START READING PASSAGE

"I Like It Loud" is a song by Marc Acardipane Presents Marshall Masters Feat. The Ultimate MC, released in 1997.

The song was produced and written by Acardipane and was released on Acardipane Records/ID&T. The lyrics "My radio believe me I like it loud" originally come from the LL Cool J song 'I Can't Live Without My Radio'.

Track list

Chart performance

Scooter version 

In 2003, "I Like It Loud" was covered by German dance group Scooter as "Maria (I Like It Loud)". It was released as the third and final single from their 2003 album The Stadium Techno Experience.

History 
The version made for the single features Marc Acardipane and Dick Rules and is a remixed version of the track featured on the album. The video for the song shows Scooter performing at a night club together with Dick Rules, who acts as MC in the same way as he acts in life performances together with Marc Acardipane. In the charts, the single reached No. 4 in Germany and Austria.

The song is also used by some football clubs to boost atmosphere in the stadium, most notably as the anthem for Romanian team Steaua Bucharest, and as the goal-celebration song for German club Borussia Mönchengladbach, American club Philadelphia Union and Croatian club NK Osijek. The Philadelphia Flyers ice hockey team used it as their goal song from the 2011 Stanley Cup playoffs until the end of the 2012/13 season. Slovan Bratislava uses the song as their regular goal song during home matches. It was also used in darts by Alan Norris who used it as his walk-on music during 2016. As of the 2021/22 season, it is used as the goal song of Dutch football clubs SBV Excelsior and TOP Oss. As of 2020 it has been used by Rangers FC whenever a goal is scored.

END READING PASSAGE

▶ EXERCISE REQUIREMENTS:
1. In the article on "I Like It Loud," which album was the Scooter single released from?
2. Say whether each statement agrees with the article on "I Like It Loud," answering yes or no and quoting the words that decide it: (a) Scooter's single reached No. 4 in Germany and Austria. (b) The Philadelphia Flyers still use the song as their goal song. (c) The lyrics "My radio believe me I like it loud" come from an LL Cool J song.
3. Carry on the article on "I Like It Loud," starting after its final sentence.

START RAW RECORDS

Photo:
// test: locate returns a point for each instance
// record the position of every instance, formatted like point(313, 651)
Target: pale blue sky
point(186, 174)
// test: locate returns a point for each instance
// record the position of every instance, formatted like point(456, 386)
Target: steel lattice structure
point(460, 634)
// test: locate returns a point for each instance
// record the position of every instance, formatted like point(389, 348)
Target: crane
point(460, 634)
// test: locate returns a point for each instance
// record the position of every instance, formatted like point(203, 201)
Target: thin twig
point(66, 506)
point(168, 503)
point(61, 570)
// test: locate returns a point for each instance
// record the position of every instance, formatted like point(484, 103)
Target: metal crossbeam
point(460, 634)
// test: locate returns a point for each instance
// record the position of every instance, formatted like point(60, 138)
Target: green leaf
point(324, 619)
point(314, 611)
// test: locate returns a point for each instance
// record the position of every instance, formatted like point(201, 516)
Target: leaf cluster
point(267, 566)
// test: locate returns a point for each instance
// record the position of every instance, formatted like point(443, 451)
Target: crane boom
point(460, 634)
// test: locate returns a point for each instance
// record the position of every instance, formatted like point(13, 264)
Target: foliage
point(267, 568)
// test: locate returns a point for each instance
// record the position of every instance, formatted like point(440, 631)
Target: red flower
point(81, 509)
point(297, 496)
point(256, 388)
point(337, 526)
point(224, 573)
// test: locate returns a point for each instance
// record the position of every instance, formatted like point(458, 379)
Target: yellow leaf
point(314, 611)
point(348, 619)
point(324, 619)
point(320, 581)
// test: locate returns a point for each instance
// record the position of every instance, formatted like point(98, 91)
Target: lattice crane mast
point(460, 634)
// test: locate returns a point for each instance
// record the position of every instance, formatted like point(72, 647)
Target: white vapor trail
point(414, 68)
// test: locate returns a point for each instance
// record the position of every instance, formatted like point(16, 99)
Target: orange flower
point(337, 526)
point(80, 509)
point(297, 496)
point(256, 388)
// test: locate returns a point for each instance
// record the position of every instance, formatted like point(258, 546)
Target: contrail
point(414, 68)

END RAW RECORDS
START RAW RECORDS

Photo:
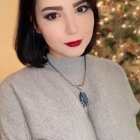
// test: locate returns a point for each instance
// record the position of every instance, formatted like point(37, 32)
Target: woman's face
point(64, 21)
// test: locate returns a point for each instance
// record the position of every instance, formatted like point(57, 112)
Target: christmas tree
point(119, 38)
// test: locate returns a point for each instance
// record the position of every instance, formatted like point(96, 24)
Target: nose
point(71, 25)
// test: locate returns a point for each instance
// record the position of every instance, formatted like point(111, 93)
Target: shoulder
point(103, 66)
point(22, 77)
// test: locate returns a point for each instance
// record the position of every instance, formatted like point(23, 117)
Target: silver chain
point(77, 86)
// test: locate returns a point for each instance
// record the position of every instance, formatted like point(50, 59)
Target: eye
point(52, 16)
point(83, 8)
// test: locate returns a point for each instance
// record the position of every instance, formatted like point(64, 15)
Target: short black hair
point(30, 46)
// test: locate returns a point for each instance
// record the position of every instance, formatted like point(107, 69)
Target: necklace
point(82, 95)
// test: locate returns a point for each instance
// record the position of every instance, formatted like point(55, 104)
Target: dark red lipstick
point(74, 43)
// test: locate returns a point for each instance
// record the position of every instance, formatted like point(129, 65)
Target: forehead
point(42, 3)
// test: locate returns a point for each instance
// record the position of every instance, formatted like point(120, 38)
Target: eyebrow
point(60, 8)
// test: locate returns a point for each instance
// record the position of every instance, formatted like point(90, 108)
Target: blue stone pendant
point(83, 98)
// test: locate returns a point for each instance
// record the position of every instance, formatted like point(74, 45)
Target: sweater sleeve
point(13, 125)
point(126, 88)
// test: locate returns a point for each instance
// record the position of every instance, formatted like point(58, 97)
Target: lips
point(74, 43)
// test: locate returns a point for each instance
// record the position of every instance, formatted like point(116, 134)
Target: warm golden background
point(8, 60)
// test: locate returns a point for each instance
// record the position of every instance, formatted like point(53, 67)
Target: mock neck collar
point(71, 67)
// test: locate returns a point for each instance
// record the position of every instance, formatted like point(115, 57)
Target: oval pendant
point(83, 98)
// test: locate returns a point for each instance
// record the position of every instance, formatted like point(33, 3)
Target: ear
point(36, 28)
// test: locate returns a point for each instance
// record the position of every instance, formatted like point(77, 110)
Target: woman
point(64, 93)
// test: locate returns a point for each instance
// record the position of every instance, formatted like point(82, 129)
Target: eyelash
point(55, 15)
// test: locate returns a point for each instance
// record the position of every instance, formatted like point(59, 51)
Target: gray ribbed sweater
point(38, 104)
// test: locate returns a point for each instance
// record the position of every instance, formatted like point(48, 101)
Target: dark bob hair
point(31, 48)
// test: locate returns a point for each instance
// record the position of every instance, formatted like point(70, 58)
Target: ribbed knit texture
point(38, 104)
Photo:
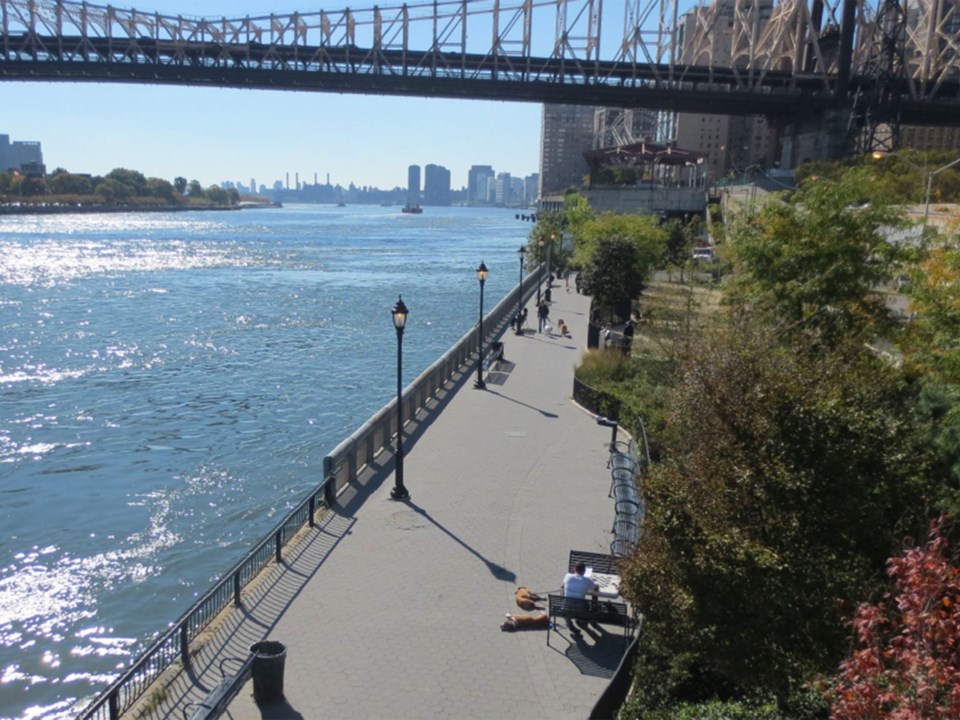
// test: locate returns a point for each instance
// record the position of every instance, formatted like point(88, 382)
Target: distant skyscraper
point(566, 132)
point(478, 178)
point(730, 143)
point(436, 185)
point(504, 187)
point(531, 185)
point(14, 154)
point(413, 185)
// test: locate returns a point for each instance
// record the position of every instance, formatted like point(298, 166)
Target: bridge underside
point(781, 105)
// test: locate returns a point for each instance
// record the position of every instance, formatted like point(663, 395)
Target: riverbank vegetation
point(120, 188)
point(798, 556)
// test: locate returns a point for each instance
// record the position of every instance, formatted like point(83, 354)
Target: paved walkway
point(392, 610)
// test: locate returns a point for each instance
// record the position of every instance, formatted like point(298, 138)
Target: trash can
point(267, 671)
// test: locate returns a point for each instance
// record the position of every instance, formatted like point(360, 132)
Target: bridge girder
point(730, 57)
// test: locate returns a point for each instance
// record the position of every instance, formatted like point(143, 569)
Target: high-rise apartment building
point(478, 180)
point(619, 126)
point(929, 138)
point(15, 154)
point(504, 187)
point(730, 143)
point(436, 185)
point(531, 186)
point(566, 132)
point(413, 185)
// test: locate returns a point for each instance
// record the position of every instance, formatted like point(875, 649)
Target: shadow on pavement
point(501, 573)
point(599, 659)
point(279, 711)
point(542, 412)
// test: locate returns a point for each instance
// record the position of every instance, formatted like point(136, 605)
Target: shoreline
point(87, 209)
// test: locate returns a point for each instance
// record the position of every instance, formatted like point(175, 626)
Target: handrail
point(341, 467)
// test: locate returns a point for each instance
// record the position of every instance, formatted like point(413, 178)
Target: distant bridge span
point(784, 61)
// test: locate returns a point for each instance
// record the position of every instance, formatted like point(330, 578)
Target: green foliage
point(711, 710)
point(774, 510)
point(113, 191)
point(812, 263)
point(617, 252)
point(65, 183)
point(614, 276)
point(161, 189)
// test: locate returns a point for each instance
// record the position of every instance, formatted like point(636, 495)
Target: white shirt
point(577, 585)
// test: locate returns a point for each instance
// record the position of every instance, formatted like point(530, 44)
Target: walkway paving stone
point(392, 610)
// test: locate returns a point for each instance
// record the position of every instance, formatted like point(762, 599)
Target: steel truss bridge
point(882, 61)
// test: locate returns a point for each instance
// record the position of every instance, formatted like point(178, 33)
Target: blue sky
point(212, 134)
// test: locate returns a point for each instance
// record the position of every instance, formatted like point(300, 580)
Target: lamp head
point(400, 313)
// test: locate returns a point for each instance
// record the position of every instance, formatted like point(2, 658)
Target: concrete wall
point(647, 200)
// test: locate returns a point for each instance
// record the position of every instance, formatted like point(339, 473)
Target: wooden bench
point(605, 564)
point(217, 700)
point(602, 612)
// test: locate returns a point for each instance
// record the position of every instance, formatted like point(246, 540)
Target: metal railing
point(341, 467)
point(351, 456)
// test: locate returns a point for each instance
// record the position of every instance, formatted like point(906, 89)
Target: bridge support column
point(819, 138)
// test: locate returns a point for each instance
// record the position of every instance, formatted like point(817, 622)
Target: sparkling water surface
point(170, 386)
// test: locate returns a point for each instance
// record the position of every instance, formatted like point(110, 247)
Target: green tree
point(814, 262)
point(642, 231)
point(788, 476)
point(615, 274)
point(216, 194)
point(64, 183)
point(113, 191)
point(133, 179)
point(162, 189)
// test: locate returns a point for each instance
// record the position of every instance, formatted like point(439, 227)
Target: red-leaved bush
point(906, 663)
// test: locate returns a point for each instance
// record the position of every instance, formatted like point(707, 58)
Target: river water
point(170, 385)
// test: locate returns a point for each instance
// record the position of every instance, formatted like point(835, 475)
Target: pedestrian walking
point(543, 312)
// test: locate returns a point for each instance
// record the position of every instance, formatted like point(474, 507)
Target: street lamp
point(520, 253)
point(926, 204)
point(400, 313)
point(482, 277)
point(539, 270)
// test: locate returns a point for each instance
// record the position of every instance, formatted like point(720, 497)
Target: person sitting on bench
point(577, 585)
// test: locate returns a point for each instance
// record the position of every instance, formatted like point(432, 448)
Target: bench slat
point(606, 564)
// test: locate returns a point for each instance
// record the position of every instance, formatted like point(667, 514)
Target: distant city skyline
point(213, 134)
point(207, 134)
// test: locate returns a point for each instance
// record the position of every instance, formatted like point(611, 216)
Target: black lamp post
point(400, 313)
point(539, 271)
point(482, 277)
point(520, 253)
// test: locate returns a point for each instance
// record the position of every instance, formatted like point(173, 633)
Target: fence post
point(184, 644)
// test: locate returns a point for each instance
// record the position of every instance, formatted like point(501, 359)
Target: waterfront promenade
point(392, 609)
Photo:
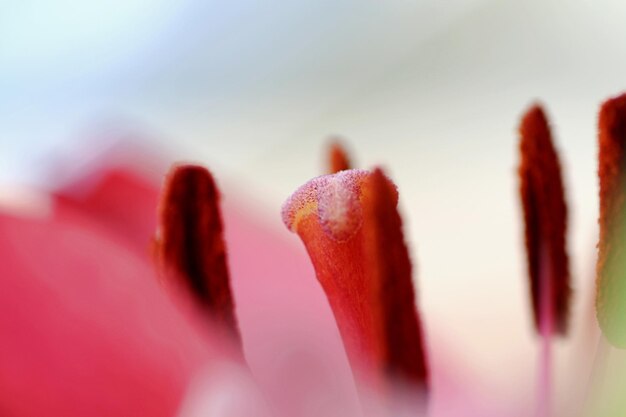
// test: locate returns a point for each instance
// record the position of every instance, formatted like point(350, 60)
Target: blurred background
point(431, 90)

END RAW RECORDS
START RAW RECORDS

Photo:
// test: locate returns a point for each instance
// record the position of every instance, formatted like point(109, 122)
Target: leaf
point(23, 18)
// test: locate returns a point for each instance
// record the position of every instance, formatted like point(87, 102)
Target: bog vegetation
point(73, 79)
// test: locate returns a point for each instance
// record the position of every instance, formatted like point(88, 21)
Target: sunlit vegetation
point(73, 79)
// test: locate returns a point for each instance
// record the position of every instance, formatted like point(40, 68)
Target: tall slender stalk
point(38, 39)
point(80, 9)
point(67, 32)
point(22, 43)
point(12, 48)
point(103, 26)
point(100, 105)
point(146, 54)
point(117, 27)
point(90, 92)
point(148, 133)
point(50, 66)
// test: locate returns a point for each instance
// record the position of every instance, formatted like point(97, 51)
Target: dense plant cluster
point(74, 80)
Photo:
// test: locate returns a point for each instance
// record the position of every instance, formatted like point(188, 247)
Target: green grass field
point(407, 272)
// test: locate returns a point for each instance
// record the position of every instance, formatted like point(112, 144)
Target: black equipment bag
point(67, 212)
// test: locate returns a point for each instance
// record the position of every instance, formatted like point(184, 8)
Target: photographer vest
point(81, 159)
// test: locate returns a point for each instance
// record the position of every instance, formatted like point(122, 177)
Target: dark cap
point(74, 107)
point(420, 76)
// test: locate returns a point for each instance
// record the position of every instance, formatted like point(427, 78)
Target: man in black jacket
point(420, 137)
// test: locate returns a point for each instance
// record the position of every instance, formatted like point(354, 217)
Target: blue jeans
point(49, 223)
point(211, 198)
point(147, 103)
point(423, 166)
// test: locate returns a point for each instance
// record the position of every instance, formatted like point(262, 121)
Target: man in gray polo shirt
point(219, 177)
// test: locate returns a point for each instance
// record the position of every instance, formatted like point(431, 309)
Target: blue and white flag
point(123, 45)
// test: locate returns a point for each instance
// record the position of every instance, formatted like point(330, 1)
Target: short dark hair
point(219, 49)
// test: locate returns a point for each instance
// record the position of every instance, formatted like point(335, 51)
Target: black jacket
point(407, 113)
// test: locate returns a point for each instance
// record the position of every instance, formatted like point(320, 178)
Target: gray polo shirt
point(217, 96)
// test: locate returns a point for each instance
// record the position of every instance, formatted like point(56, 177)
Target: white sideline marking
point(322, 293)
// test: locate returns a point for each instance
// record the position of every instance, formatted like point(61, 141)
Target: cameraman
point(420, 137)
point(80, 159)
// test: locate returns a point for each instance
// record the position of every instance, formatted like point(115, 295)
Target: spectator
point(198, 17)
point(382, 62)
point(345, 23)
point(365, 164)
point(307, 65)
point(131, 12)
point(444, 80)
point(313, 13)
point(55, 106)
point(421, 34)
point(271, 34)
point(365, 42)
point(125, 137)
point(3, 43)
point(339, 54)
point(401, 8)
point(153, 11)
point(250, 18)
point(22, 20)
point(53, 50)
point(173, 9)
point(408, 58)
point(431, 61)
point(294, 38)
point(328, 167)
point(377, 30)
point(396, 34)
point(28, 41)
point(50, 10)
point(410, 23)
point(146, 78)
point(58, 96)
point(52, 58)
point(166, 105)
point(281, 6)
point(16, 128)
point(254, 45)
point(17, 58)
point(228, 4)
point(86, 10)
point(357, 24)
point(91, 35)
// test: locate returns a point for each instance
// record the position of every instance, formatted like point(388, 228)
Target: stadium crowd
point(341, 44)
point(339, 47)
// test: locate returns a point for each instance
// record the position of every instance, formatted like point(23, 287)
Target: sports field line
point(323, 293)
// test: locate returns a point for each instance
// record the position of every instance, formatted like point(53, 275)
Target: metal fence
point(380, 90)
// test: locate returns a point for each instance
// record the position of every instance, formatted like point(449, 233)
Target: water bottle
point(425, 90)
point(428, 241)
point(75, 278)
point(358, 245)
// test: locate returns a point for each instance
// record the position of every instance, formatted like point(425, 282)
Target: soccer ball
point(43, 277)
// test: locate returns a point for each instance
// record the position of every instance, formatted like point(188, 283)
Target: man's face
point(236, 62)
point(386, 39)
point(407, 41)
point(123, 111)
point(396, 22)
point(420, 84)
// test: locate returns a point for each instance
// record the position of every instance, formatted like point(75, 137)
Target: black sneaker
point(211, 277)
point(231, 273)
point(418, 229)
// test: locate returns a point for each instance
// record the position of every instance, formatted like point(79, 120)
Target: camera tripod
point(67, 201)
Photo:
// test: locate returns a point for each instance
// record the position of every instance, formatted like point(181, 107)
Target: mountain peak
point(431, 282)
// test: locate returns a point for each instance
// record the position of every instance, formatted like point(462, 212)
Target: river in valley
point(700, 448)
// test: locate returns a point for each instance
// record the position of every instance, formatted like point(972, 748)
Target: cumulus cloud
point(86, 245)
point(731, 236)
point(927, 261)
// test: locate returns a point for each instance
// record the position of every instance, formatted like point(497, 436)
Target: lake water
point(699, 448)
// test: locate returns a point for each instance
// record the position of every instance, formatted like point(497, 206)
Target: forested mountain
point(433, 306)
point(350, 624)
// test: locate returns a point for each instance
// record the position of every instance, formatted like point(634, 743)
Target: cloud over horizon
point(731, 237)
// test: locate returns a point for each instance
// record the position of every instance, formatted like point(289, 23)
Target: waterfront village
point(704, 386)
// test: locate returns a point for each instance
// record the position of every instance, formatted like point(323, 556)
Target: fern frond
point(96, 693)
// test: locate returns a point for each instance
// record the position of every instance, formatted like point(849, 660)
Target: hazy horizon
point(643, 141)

END RAW RECORDS

▶ FINAL RESULTS:
1. The Stadium Techno Experience (2003).

2.
(a) Yes: "In the charts, the single reached No. 4 in Germany and Austria."
(b) No: "The Philadelphia Flyers ice hockey team used it as their goal song from the 2011 Stanley Cup playoffs until the end of the 2012/13 season."
(c) Yes: "originally come from the LL Cool J song 'I Can't Live Without My Radio'."

3.
Track listing

Trivia
During the shooting of the music video, H.P. Baxxter met his future wife.

Chart performance

Year-end chart

Certifications

Other covers 
 In 2002 was covered by the Club Robbers as a Hardstyle version and in 2007 the Hard Trance band Cosmic Guys covered the song. Marc Acardipane played the song with Dick Rules on a single in 2003.
 Canadian electronicore band Abandon All Ships recorded a short cover of this song.
 Kickboxer Gago Drago uses a version of the song remixed by Redman which includes portions of his Smash Sumthin song.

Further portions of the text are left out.